Excerpts of location labeling data:
** START **

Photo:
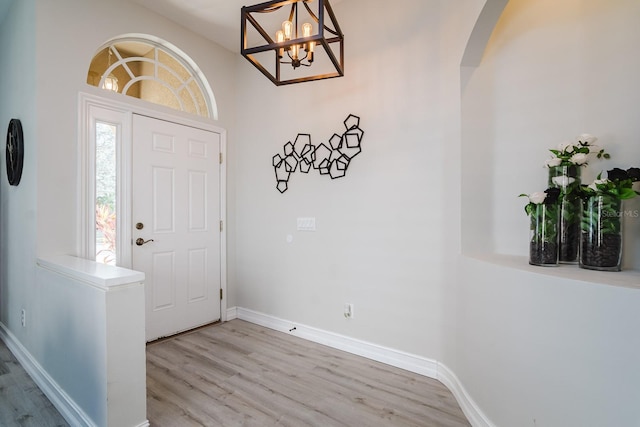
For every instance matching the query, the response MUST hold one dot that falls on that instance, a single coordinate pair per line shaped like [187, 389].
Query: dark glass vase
[543, 243]
[601, 233]
[567, 179]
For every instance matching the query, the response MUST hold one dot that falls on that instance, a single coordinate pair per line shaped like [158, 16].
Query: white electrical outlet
[348, 310]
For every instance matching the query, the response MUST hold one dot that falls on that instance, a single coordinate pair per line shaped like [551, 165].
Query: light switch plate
[307, 224]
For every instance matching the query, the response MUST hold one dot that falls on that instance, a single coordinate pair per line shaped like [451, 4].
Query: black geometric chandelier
[293, 41]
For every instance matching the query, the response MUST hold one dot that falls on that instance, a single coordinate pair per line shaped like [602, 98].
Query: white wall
[551, 72]
[18, 204]
[388, 231]
[46, 49]
[537, 347]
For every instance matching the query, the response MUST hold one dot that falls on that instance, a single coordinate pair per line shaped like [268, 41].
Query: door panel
[176, 196]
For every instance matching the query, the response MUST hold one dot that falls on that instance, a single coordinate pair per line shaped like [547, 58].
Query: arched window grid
[187, 85]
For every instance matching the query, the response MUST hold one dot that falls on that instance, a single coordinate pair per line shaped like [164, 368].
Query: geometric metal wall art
[331, 159]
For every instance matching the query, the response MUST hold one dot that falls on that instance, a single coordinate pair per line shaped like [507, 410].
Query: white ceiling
[216, 20]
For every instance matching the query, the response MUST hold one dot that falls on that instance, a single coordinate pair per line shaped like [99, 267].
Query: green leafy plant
[605, 210]
[547, 217]
[577, 152]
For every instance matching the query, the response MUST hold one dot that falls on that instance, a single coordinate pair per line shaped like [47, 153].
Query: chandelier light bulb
[280, 39]
[294, 51]
[287, 28]
[306, 29]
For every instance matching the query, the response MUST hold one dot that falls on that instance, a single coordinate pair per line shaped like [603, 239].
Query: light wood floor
[240, 374]
[22, 403]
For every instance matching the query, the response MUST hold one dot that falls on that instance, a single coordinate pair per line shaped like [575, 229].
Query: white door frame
[94, 108]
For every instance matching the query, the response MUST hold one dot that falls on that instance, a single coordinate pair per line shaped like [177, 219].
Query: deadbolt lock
[140, 241]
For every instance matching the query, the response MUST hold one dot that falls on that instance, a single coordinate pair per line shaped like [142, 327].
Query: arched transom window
[153, 70]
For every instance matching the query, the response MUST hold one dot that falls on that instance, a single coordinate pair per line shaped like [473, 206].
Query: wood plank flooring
[240, 374]
[22, 403]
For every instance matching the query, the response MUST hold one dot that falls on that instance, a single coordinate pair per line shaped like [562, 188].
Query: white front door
[176, 213]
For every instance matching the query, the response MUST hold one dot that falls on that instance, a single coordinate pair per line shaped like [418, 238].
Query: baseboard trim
[58, 397]
[410, 362]
[471, 410]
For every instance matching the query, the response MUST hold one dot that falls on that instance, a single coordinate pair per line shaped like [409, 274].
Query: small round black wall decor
[15, 152]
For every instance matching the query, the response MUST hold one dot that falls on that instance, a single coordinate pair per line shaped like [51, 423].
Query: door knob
[140, 241]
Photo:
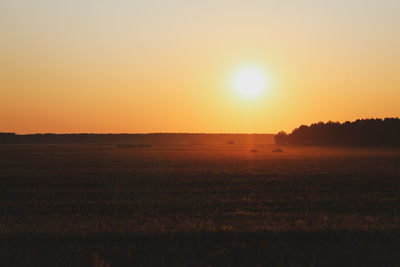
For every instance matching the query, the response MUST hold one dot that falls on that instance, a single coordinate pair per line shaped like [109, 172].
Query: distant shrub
[367, 132]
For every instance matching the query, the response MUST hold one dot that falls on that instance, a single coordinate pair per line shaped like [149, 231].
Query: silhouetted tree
[366, 132]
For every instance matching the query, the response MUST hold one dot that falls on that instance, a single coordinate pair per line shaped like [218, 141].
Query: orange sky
[165, 66]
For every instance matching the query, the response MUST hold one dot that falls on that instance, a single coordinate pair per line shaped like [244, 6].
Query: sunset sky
[168, 65]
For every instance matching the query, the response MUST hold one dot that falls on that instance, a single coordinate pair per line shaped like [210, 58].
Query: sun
[249, 81]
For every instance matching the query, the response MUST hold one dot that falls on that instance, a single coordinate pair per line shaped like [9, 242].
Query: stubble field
[185, 205]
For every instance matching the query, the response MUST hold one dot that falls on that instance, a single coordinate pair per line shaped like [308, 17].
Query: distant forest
[366, 132]
[154, 138]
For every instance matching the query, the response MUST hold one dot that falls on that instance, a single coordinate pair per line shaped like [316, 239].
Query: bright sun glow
[249, 81]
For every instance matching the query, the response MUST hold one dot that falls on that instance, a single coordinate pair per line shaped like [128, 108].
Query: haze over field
[168, 66]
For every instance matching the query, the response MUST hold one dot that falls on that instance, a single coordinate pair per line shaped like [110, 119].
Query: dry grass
[198, 205]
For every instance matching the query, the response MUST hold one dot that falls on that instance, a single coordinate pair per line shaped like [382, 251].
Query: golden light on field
[249, 81]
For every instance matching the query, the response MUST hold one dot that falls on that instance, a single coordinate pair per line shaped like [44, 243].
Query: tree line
[365, 132]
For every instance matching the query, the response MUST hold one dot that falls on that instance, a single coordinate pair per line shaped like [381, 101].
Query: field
[185, 205]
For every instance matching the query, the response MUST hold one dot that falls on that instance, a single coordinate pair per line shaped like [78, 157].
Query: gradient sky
[164, 65]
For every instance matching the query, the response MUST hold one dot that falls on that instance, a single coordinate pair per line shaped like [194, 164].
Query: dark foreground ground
[186, 205]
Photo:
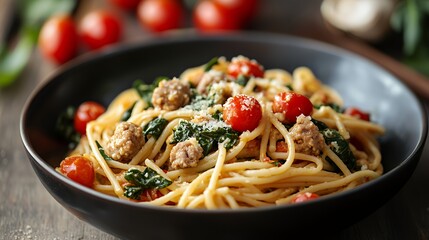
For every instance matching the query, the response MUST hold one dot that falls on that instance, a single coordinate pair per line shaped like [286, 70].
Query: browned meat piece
[186, 154]
[126, 141]
[306, 136]
[171, 95]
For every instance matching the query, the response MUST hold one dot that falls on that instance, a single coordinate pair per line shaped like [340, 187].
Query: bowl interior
[101, 78]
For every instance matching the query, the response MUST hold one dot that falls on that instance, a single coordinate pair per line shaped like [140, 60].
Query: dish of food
[227, 134]
[103, 78]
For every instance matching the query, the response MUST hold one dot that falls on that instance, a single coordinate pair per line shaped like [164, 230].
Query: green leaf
[148, 179]
[339, 146]
[155, 127]
[397, 18]
[146, 90]
[32, 14]
[35, 12]
[13, 60]
[208, 135]
[411, 27]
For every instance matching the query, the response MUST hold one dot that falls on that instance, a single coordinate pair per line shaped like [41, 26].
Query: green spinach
[155, 127]
[140, 181]
[146, 90]
[337, 144]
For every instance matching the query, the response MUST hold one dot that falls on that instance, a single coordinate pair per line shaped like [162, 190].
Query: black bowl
[101, 77]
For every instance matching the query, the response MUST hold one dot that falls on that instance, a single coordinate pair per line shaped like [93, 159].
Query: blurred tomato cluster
[61, 36]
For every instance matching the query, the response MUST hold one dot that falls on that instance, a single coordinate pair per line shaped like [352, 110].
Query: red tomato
[100, 28]
[303, 197]
[160, 15]
[85, 113]
[78, 169]
[242, 112]
[245, 9]
[126, 4]
[358, 113]
[150, 195]
[291, 105]
[212, 16]
[58, 39]
[246, 67]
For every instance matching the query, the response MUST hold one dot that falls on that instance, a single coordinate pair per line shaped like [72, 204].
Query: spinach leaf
[208, 66]
[155, 127]
[339, 146]
[64, 127]
[200, 102]
[101, 149]
[336, 143]
[140, 181]
[208, 135]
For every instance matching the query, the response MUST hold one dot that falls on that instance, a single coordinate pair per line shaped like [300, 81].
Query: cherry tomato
[58, 39]
[86, 112]
[303, 197]
[150, 195]
[352, 111]
[78, 169]
[100, 28]
[291, 105]
[127, 5]
[245, 9]
[211, 16]
[160, 15]
[246, 67]
[242, 112]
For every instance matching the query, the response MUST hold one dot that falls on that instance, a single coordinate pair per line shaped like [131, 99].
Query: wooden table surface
[27, 211]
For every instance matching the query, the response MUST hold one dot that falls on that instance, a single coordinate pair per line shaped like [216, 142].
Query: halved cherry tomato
[242, 112]
[160, 15]
[150, 195]
[211, 16]
[78, 169]
[58, 39]
[245, 67]
[86, 112]
[291, 105]
[127, 5]
[100, 28]
[352, 111]
[303, 197]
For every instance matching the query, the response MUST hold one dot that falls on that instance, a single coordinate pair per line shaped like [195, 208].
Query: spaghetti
[203, 144]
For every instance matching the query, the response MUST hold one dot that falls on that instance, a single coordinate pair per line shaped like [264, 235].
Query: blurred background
[39, 36]
[392, 27]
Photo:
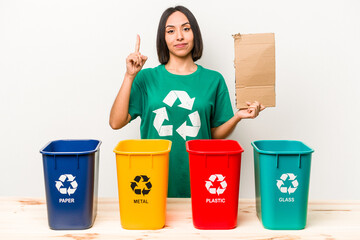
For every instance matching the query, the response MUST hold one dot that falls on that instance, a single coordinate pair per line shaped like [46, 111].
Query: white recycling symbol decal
[287, 177]
[60, 184]
[209, 184]
[186, 103]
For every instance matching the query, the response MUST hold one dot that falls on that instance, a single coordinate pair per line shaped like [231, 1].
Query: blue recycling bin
[71, 183]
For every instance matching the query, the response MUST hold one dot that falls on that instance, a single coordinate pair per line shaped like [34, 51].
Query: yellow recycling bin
[142, 172]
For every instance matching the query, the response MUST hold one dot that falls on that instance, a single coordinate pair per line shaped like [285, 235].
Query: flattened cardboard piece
[255, 69]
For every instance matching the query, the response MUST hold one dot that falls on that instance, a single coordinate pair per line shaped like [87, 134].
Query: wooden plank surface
[26, 218]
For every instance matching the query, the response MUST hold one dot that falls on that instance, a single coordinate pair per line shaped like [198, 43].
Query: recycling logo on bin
[287, 183]
[141, 187]
[212, 180]
[66, 187]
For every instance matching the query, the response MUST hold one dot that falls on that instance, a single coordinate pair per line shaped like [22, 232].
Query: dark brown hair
[163, 50]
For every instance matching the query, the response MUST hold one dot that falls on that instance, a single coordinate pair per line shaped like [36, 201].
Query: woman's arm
[119, 114]
[227, 128]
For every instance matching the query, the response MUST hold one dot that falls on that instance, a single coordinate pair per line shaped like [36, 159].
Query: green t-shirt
[179, 108]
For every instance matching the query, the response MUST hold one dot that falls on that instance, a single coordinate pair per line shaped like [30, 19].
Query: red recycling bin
[214, 180]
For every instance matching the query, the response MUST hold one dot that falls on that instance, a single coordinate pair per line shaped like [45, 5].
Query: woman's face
[178, 35]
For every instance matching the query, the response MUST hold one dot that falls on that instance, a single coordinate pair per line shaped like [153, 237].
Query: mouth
[181, 45]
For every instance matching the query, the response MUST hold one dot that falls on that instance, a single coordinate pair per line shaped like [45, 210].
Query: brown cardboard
[255, 69]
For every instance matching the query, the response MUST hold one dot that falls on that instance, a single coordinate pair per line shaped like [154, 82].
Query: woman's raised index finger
[137, 46]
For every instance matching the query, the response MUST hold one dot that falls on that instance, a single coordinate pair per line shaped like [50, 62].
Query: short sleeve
[223, 110]
[136, 95]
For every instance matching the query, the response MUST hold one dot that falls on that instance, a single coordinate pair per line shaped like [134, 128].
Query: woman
[177, 100]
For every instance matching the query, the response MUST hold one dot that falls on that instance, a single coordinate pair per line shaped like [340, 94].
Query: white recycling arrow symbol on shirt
[186, 103]
[161, 116]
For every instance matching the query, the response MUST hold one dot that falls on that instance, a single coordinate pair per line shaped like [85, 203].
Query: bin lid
[71, 147]
[143, 147]
[281, 147]
[213, 146]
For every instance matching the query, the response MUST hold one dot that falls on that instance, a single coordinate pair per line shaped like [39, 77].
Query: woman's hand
[135, 61]
[252, 111]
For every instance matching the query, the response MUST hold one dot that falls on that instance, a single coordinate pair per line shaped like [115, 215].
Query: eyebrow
[174, 26]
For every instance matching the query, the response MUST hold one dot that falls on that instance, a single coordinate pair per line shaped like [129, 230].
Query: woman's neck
[181, 66]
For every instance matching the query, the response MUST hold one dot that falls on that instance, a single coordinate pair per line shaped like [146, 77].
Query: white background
[62, 63]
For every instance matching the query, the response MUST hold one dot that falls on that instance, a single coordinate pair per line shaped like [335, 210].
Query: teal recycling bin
[282, 174]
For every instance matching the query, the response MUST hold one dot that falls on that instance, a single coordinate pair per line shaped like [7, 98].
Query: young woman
[177, 100]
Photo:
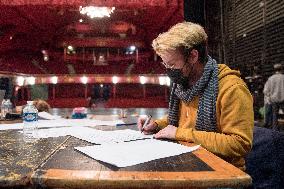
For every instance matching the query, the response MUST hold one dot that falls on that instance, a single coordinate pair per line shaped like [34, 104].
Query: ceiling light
[115, 79]
[31, 80]
[96, 12]
[142, 79]
[20, 80]
[54, 80]
[84, 80]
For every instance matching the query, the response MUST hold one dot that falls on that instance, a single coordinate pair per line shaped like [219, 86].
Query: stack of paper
[135, 152]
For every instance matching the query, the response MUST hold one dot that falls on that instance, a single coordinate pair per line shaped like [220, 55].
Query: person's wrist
[156, 127]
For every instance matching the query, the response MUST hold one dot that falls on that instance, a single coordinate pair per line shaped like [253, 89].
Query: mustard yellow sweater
[235, 120]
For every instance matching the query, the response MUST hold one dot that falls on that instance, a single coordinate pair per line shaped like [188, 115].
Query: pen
[146, 122]
[125, 124]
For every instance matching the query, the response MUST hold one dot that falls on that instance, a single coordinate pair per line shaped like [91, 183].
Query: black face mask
[176, 76]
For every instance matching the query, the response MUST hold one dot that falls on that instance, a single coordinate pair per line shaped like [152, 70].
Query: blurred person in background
[209, 103]
[274, 90]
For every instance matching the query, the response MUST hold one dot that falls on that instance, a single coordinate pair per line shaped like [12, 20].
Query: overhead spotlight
[84, 80]
[142, 79]
[114, 79]
[31, 80]
[54, 79]
[132, 48]
[96, 12]
[70, 48]
[20, 80]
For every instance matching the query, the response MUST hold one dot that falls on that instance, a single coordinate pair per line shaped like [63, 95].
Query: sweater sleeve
[235, 124]
[162, 123]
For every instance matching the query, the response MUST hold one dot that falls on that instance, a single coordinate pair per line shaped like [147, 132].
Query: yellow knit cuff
[184, 134]
[162, 123]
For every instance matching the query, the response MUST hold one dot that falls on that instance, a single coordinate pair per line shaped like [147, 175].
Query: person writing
[274, 90]
[209, 103]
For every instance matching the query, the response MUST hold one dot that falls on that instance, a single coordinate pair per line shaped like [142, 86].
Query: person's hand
[168, 132]
[149, 129]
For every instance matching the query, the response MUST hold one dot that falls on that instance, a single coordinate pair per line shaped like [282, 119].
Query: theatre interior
[92, 62]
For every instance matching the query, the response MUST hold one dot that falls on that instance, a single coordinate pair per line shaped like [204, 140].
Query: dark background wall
[247, 35]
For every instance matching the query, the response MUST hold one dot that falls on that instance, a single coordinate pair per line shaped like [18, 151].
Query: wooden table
[53, 163]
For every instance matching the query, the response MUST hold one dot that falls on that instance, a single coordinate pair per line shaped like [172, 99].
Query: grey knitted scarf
[207, 90]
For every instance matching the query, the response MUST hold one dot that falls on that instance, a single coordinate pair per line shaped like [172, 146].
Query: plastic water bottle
[4, 108]
[9, 106]
[30, 116]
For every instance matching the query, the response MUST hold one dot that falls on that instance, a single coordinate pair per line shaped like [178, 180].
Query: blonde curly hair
[185, 34]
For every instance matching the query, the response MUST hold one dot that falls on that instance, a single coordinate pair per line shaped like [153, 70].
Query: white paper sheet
[48, 116]
[93, 135]
[135, 152]
[63, 123]
[107, 137]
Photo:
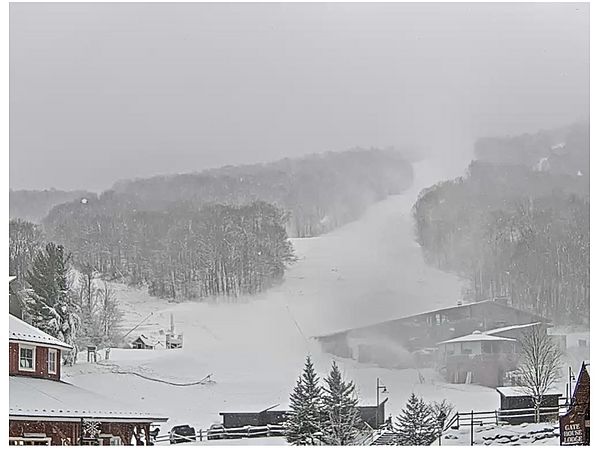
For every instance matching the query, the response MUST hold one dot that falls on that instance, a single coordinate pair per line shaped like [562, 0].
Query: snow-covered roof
[516, 391]
[38, 397]
[148, 340]
[510, 328]
[477, 336]
[21, 331]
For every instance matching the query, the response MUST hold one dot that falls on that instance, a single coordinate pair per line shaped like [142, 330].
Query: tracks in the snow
[114, 368]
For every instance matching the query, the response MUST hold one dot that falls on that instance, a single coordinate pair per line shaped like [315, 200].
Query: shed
[143, 342]
[517, 398]
[268, 416]
[373, 414]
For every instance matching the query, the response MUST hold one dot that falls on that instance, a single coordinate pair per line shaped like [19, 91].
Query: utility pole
[471, 427]
[379, 387]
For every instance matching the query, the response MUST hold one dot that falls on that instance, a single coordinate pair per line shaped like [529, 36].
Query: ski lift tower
[173, 340]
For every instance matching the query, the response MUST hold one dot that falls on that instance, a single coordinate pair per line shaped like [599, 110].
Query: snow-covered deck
[476, 337]
[21, 331]
[41, 398]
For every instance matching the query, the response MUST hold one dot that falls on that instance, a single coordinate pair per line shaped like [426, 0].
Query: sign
[572, 432]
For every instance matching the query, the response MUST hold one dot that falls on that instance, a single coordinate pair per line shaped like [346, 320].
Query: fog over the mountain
[100, 92]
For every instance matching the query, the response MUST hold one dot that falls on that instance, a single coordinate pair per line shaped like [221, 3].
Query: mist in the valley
[102, 92]
[107, 92]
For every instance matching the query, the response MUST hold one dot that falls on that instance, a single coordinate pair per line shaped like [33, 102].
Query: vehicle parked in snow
[182, 434]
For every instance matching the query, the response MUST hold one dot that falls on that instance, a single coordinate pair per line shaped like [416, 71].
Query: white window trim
[27, 347]
[55, 353]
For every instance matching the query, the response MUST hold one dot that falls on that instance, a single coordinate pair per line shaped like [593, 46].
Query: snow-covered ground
[254, 348]
[543, 434]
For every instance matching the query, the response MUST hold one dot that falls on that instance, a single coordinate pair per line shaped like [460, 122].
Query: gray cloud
[100, 92]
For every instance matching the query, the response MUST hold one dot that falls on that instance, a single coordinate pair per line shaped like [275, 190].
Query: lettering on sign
[573, 434]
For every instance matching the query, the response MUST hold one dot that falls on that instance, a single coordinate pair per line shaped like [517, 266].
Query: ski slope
[254, 348]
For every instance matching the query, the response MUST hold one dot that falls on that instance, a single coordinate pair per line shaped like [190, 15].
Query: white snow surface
[543, 434]
[21, 331]
[254, 348]
[39, 397]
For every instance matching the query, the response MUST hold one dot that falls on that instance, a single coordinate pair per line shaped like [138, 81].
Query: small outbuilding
[268, 416]
[517, 398]
[478, 358]
[143, 342]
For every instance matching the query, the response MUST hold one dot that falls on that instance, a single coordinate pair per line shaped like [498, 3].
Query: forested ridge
[320, 192]
[220, 232]
[516, 230]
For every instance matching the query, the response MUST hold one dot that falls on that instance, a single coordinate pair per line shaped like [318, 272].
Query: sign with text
[572, 431]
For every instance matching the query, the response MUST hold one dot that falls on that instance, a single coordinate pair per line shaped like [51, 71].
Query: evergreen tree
[416, 425]
[341, 414]
[303, 426]
[49, 302]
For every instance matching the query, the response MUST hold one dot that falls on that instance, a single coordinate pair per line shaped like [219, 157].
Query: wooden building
[235, 419]
[477, 358]
[575, 424]
[388, 343]
[143, 342]
[268, 416]
[517, 398]
[486, 358]
[44, 410]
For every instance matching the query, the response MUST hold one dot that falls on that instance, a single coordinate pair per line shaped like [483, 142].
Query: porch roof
[38, 397]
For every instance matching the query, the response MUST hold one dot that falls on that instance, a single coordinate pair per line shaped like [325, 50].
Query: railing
[248, 431]
[480, 418]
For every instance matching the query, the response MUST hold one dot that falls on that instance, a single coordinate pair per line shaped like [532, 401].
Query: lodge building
[469, 342]
[44, 410]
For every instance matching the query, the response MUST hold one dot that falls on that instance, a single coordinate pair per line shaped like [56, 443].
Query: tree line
[329, 415]
[513, 231]
[50, 294]
[183, 252]
[319, 192]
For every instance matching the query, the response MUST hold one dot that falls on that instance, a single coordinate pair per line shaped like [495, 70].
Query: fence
[497, 417]
[480, 418]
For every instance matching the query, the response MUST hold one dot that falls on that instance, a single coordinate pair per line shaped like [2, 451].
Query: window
[51, 361]
[22, 441]
[26, 358]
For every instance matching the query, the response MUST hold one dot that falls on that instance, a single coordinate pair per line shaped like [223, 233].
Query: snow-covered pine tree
[416, 425]
[49, 302]
[303, 425]
[341, 415]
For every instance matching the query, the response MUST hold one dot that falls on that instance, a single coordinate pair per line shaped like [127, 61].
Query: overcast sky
[100, 92]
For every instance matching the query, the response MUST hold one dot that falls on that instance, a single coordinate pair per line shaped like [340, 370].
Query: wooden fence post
[471, 427]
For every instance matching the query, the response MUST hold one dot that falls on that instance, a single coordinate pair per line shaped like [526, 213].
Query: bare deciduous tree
[539, 366]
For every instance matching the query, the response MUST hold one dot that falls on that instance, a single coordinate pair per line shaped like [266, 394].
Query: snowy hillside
[368, 271]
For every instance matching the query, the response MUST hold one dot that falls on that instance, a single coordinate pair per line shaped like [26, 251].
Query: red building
[44, 410]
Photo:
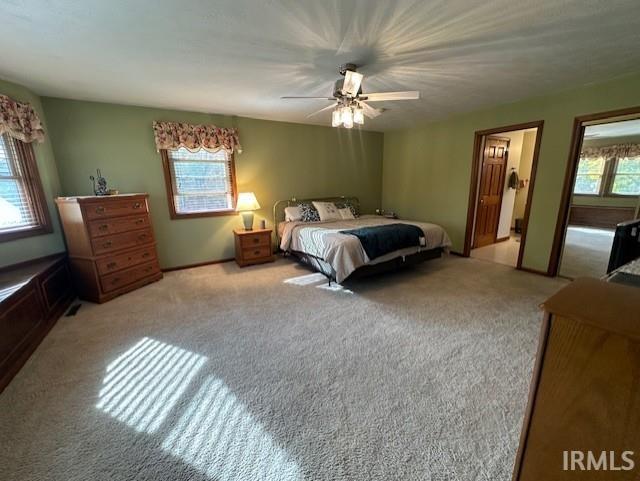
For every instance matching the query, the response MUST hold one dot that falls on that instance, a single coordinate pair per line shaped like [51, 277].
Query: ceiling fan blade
[322, 110]
[309, 98]
[352, 82]
[380, 96]
[369, 111]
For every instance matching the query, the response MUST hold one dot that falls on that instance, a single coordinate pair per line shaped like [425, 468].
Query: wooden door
[494, 166]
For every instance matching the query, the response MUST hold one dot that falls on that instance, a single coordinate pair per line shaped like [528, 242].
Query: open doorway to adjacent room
[502, 179]
[602, 190]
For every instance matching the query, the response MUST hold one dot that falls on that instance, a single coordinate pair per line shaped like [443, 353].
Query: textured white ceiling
[239, 56]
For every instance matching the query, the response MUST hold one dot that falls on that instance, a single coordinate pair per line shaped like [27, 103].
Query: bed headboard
[279, 206]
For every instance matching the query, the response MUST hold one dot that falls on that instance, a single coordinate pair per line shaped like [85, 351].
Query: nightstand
[253, 246]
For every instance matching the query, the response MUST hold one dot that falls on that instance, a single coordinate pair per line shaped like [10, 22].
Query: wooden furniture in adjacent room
[111, 245]
[601, 217]
[253, 246]
[33, 295]
[585, 394]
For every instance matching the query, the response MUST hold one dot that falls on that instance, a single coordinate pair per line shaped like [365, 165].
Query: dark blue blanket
[382, 239]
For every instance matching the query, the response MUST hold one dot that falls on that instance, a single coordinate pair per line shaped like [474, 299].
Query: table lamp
[247, 203]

** END **

§ STATED GOAL
Output exactly the lines from the line with "like [266, 394]." to the last line of the records, including both, and leave every picture out.

§ RESULT FOR THIS TASK
For every instance matching the query, the response MUST hold one dot that falls on that instance, a single coordinate pair per line shaped like [266, 394].
Query: snowy hillside
[368, 271]
For every instance matching the query, the response MUST hold one dot that falls on that instance, a single coordinate pair per line shaped like [26, 251].
Query: red building
[44, 410]
Photo:
For every instance matching the query, the response MUST hold one dot that falls on that instance, a single coordinate pair per line shaped like [51, 277].
Query: ceiling fan blade
[322, 110]
[309, 98]
[352, 82]
[380, 96]
[369, 111]
For every instance matching the query, the response MUST hold one dot that falls on that instance, a single coordinate pair per line shaped like [425, 468].
Query: wooden door
[494, 166]
For every instance matching the query, the response MUST hold one dot that falls on that instance, a single coordinate pair per line shaped like [528, 242].
Query: open doorway to adjacent room
[502, 179]
[602, 190]
For every instance matching the query, the response MUST hold one dot that falls on that instance, a single coordinate pair per line shaped like [443, 353].
Query: textured white ceiling
[239, 56]
For every instance matching the query, the response MUST hold one dot that falls on that instance, a single coordinate pair per line shaped like [27, 103].
Query: bed headboard
[279, 206]
For every instance matching the query, the response MUST hold one dot that falls on that instance, a single coordinate pair per line shaped like [85, 351].
Query: nightstand
[253, 246]
For every instance matching the query, the response MUST hold one dot that falls on that instance, a single coordinate pair per line shaped like [10, 22].
Query: wooden furniture in adjacent room
[111, 245]
[601, 217]
[253, 246]
[33, 295]
[585, 394]
For every instance matching the query, the response MUST hold one dot that falls on that instance, a single coordinate pair per line shaped like [365, 165].
Query: dark blue blanket
[382, 239]
For every instance matching the query, the response MUST hold one dot that falls on that instance, a single coordinate pair per line shaped like [474, 299].
Query: table lamp
[247, 203]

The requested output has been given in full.